**Work required:** How many lines of the listing below contain the word "butterfly"? Reply with the number alone.

**Exercise data:**
"""

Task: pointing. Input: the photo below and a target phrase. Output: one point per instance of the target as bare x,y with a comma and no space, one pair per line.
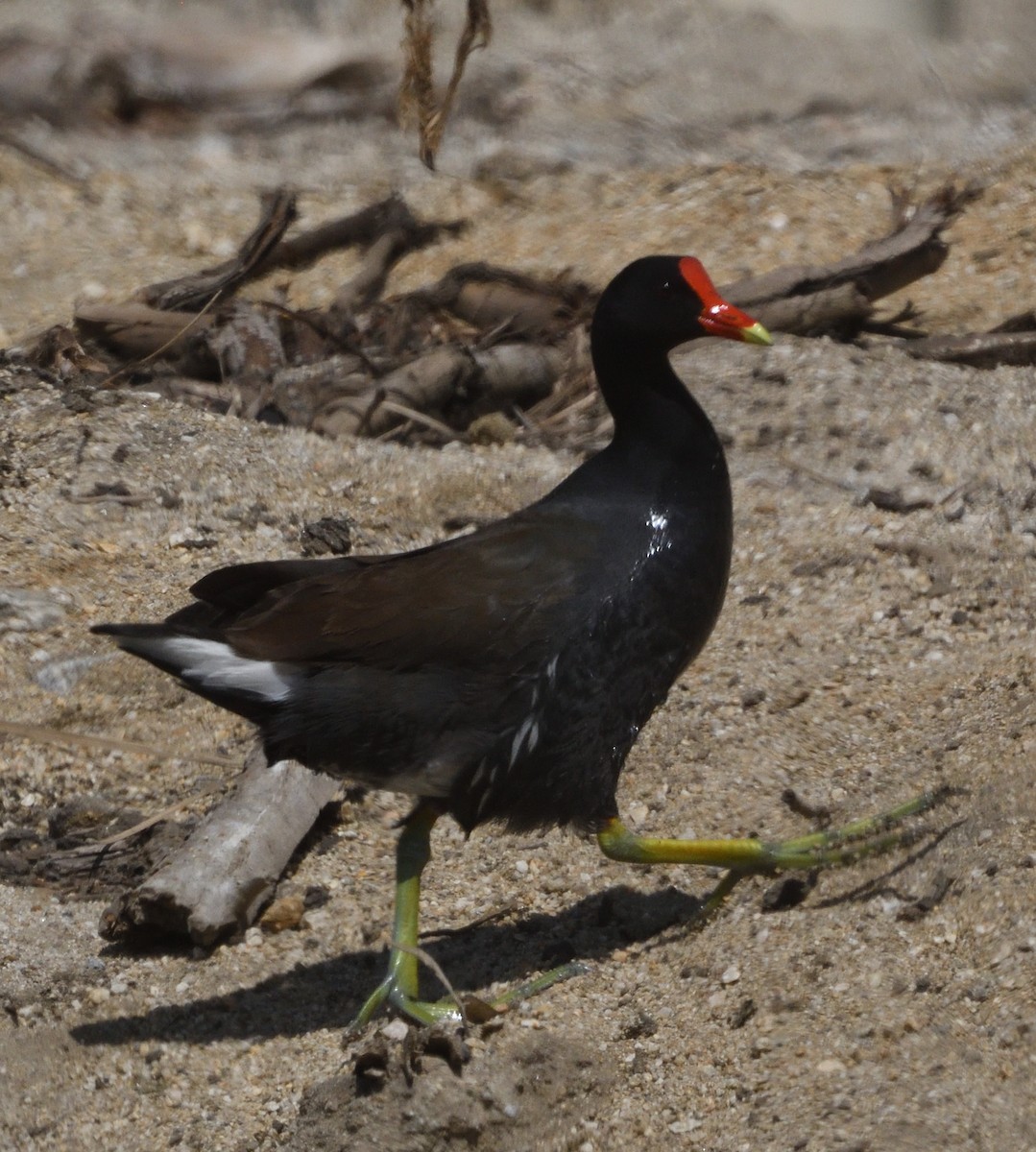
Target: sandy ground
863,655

"""
"""

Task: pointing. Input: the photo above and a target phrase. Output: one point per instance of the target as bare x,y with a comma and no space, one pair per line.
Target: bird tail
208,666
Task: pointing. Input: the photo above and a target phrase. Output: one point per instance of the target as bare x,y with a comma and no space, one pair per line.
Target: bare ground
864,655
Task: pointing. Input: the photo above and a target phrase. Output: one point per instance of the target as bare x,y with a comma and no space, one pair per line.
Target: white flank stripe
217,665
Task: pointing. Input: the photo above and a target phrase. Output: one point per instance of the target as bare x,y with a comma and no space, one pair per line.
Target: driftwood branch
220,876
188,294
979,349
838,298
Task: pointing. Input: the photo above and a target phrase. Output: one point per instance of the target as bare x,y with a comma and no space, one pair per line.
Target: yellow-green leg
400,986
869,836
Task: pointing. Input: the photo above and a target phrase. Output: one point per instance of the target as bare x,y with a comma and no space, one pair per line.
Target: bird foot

"""
"""

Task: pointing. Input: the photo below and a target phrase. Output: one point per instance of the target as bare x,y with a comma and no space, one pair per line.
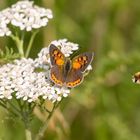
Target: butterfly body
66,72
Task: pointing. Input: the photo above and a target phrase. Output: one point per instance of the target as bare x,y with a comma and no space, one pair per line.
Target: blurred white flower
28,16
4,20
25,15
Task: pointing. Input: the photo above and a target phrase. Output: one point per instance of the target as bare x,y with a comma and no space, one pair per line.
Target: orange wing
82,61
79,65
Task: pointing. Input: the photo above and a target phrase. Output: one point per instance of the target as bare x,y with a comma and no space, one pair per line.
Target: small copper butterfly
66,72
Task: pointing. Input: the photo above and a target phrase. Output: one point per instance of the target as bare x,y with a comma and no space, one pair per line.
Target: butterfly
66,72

"""

**Answer to the task:** 3